• _EXTRACT TO READ_
Senate Appropriations Chair Rob Bradley is undertaking something seen too rarely in the Legislative process: He is actually trying to clean up and improve Florida’s health care financing policy.
Bradley, an Orange Park Republican, intends to do this by finally eliminating “auto-payments,” a payment scheme that Gov. Rick Scott described in 2015 as arbitrary, inconsistent and bearing no relationship to improving access or quality of care.
This is not the first attempt to deconstruct the auto-payment policy.
Last year, the House acted to eliminate the policy for all but a small number of public hospitals that qualify as “safety net” providers.
The House accomplished this through a formula that requires hospitals receiving auto-payment money to have a Medicaid caseload of 25 percent or more. Then they added a complicated set of additional conditions designed to direct as much funding as possible to 11 large, government-funded hospitals.
The result was that out of 28 facilities that qualified for a piece of the $318 million in auto-payment funding, 92 percent – or roughly $292 million – went to those 11 facilities.
The argument those hospitals are making now is that they treat the highest percentage of Medicaid patients. What they don’t want you know is the state already recognizes their high Medicaid caseloads through other channels.
Those same 11 hospitals received $400 million of Low Income Pool funding. They got $163 million in Medicaid Disproportionate Share payments as well.
That’s a whopping $563 million in tax dollars already.
Many hospitals in rural Florida also treat high numbers of Medicaid and charity care patients, but the LIP formula has been manipulated to direct the money to public hospitals, so those rural hospitals now get little to nothing from LIP or the Disproportionate Share program.

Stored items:
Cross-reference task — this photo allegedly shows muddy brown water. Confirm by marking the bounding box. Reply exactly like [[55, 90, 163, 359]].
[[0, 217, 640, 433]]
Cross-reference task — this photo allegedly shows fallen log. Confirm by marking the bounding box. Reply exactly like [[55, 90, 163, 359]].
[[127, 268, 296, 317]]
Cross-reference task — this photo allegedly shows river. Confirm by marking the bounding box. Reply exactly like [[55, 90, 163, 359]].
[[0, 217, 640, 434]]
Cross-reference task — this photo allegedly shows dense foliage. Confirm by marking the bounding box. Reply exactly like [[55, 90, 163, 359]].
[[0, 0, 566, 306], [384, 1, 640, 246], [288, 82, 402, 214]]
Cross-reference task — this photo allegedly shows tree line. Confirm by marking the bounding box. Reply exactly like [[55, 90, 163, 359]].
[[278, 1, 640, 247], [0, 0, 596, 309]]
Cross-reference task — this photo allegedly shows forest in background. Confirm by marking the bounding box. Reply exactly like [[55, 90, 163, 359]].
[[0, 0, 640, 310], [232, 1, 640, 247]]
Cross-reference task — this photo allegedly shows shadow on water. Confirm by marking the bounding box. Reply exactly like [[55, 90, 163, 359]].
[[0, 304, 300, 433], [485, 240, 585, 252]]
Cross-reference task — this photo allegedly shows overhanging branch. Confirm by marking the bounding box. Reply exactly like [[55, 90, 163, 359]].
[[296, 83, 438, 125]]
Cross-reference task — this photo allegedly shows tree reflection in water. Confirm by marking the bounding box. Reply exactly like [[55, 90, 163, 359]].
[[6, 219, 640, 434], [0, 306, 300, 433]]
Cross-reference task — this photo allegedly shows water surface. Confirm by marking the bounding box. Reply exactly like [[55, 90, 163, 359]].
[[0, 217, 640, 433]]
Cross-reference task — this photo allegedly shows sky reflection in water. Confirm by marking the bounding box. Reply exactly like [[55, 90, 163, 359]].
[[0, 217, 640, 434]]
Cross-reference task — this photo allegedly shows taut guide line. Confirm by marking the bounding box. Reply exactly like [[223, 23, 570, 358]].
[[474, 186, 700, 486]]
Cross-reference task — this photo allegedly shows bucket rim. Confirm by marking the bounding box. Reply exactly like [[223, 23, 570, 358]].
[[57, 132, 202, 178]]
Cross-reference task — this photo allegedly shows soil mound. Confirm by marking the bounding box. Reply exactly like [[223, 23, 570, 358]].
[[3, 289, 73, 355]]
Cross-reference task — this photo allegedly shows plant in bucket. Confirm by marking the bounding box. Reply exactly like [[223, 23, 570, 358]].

• _TASK REQUIREMENTS_
Continue the commentary on Florida's hospital auto-payment funding from its final sentence.

• _WRITTEN ANSWER_
Overall, these large, government-funded hospitals are doing very well.
Based on 2016 data, they had an average total margin of nearly 10 percent. That compares favorably with HCA at 9.6 percent or Tenet at 6.6 percent, two for-profit hospital corporations with their own Medicaid and charity care obligations.
About 1 in 6 patients served at an HCA hospital were covered by Medicaid and the company provided $122 million in charity care services. Tenet had a Medicaid percentage of 23.5 percent and provided $33 million in charity care.
Bradley is providing much-needed leadership by attempting to end payment formulas disconnected from any incentives for efficiency or quality of care.
His approach requires a smaller total cut in Medicaid payments to all hospitals compared to last year, specifically improves Medicaid payments for freestanding children’s hospitals and provides a special allocation to fund UF Health Jacksonville, one of those 11 hospitals that truly does need additional help.
Let’s hope this common-sense approach is embraced by both the House and Senate.